Segment Start: Quoted passage

In this tutorial, we're going to discuss several groups of lymph nodes present in the posterior abdominal wall. Don't let the number of lymph nodes present frighten you. Fortunately, lymph nodes are named after their location. In the posterior abdominal wall, this location is related to the abdominal aorta and its branches, so if you're ever confused on how to name a particular group of lymph nodes, try to remember the names of the vessels adjacent to them.
Now in this tutorial, we will present the lymph nodes of the posterior abdominal wall starting from the most central structures of the lymphatic system on the region and moving on to more peripheral ones. We will begin our tutorial with the cisterna chyli - a dilated sac which receives all the lymph of the abdomen - and then move further down to its peripheral contributors to the intestinal trunk, the left lumbar trunk and the right lumbar trunk.
After discussing the groups of lymph nodes associated with each of these trunks, we will focus on the contributing lymphatic vessels and nodes of the right lumbar trunk, then the iliac nodes, and finally, the inguinal nodes. This way we will cover the lymphatic drainage of the posterior abdomen, the pelvic region, and the inguinal region. For now, let's focus on the cisterna chyli and its contributors.
The cisterna chyli is a dilated sac which rests between two great abdominal vessels. The one on the left of the cisterna chyli is the abdominal aorta. On the right of the cisterna chyli, we can normally see the inferior vena cava, but the particular section which is normally adjacent to the cisterna chyli is removed in our image. However, you can imagine the inferior vena cava which normally continues upwards parallel to the abdominal aorta.
The cisterna chyli receives lymph from three lymphatic trunks which in turn receive their lymph from smaller vessels and lymph nodes. These are the intestinal lymph trunk, the right lumbar trunk, and the left lumbar trunk. We'll first talk about the intestinal lymph trunk and its corresponding nodes before we move on to the lumber trunks. In this section, we will also talk about the superior mesenteric lymph nodes, the celiac nodes, and the inferior phrenic nodes.
As you can see here, we have highlighted the intestinal trunk in green. If we take a closer look at our image, we can see that this trunk loops around the right gonadal artery, which is also known as the right testicular artery in males or the right ovarian artery in females, and receives lymph from both superiorly and inferiorly located nodes. Firstly, we're going to focus on the nodes located superiorly to the intestinal lymph trunk which drain exclusively to that trunk. Those groups of nodes are the superior mesenteric nodes, the celiac nodes, and the phrenic nodes. The inferior mesenteric nodes also drain into the intestinal lymph trunk but not as exclusively as the other groups do.
The nodes we're currently seeing highlighted in green are known as the superior mesenteric nodes. These nodes receive afferents from the areas of distribution of the superior mesenteric artery namely the jejunum, the ilium, the cecum, the vermiform process, and the ascending and transverse parts of the colon. They pass on the lymph they receive to the intestinal lymph trunk as we saw earlier.

Segment End: Quoted passage
Segment Start: Provided data

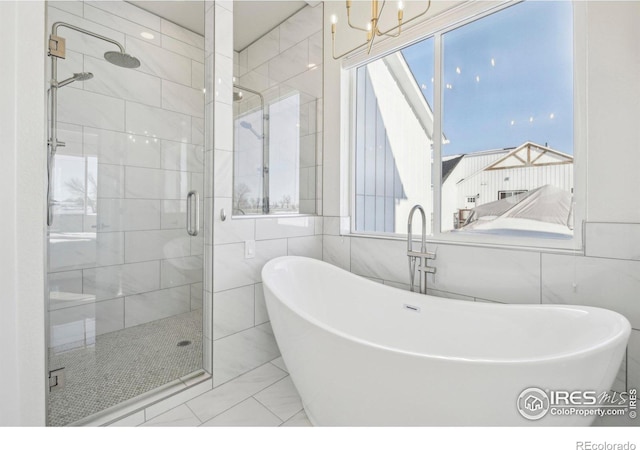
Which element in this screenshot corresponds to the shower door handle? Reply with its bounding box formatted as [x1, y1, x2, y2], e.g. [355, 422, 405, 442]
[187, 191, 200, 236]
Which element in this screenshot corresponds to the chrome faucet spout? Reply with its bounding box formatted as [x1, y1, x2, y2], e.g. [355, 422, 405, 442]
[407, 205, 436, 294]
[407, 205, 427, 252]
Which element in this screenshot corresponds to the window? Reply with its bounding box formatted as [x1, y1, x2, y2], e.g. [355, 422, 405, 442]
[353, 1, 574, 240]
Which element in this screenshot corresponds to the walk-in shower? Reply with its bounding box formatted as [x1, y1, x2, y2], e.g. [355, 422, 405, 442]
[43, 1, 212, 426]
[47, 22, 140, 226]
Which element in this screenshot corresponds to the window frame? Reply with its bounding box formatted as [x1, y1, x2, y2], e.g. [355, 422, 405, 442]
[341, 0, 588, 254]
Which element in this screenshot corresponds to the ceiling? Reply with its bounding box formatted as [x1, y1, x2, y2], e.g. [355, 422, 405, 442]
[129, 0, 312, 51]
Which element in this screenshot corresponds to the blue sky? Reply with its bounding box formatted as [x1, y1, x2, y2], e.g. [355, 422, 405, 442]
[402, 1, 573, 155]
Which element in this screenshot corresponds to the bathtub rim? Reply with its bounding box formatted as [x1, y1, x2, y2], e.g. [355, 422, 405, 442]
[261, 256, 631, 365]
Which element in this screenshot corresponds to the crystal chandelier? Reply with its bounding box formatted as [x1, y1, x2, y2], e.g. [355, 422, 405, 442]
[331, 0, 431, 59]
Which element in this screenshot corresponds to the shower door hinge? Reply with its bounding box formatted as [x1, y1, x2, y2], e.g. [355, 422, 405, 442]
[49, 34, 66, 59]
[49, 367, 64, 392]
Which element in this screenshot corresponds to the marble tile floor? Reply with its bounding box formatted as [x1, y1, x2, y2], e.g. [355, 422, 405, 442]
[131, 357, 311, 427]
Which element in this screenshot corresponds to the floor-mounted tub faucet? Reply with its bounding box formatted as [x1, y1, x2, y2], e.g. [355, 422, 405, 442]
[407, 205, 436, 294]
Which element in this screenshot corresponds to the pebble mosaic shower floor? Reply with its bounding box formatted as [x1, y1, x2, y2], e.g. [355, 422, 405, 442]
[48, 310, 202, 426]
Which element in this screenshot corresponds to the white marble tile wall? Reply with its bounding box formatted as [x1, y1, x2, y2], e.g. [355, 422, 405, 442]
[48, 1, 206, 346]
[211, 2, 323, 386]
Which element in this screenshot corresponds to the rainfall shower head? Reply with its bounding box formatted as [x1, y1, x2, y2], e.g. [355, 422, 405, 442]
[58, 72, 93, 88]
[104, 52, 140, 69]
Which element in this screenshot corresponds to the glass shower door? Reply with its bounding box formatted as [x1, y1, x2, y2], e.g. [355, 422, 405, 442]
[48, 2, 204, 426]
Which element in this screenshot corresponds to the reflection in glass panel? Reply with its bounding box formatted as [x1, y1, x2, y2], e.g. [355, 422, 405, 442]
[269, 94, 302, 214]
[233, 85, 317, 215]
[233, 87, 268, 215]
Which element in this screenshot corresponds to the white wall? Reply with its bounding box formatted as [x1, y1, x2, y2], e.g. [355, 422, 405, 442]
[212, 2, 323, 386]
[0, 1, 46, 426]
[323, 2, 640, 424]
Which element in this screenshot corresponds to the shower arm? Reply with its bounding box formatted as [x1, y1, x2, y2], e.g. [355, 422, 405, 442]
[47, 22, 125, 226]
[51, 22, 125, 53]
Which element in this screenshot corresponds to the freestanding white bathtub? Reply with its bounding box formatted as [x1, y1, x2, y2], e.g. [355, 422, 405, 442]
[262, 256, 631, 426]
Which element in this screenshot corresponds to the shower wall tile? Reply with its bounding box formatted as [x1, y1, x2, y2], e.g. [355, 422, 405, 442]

Segment End: Provided data

**Requirement**
Reproduce the passage on the lymph nodes of the posterior abdominal wall word for word, beginning at "The nodes we're" and stopping after "we saw earlier.".

**Task solution**
The nodes we're currently seeing highlighted in green are known as the superior mesenteric nodes. These nodes receive afferents from the areas of distribution of the superior mesenteric artery namely the jejunum, the ilium, the cecum, the vermiform process, and the ascending and transverse parts of the colon. They pass on the lymph they receive to the intestinal lymph trunk as we saw earlier.